■ HOW TO COMPLETE THIS TASK ■
Line by line, return the data exactly as shown.
++++ SUPPLIED RECORDS ++++
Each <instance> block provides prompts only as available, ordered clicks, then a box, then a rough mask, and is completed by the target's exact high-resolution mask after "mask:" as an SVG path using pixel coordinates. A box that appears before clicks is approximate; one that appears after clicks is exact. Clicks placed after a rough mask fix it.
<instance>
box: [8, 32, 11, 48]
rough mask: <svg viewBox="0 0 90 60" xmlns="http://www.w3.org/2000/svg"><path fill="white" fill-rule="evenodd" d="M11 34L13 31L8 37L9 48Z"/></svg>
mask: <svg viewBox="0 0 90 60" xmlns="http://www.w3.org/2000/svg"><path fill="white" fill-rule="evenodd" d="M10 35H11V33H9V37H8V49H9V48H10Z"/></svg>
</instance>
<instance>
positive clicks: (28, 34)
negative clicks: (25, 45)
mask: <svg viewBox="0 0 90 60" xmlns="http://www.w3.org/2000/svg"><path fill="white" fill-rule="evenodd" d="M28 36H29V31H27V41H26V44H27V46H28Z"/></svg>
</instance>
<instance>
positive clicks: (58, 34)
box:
++++
■ SOLUTION TO THE EXERCISE ■
Each <instance> block provides prompts only as available, ordered clicks, then a box, then a rough mask, and is completed by the target's exact high-resolution mask after "mask:" as an SVG path using pixel coordinates. A box that appears before clicks is approximate; one that appears after clicks is exact. Clicks placed after a rough mask fix it.
<instance>
box: [8, 32, 11, 48]
rough mask: <svg viewBox="0 0 90 60" xmlns="http://www.w3.org/2000/svg"><path fill="white" fill-rule="evenodd" d="M11 34L13 31L8 37L9 48Z"/></svg>
mask: <svg viewBox="0 0 90 60" xmlns="http://www.w3.org/2000/svg"><path fill="white" fill-rule="evenodd" d="M10 35H11V33H9V37H8V49H9V48H10Z"/></svg>
</instance>
<instance>
positive clicks: (28, 34)
negative clicks: (25, 45)
mask: <svg viewBox="0 0 90 60" xmlns="http://www.w3.org/2000/svg"><path fill="white" fill-rule="evenodd" d="M28 36H29V31H27V41H26V44H27V46H28Z"/></svg>
</instance>
<instance>
positive clicks: (58, 34)
box:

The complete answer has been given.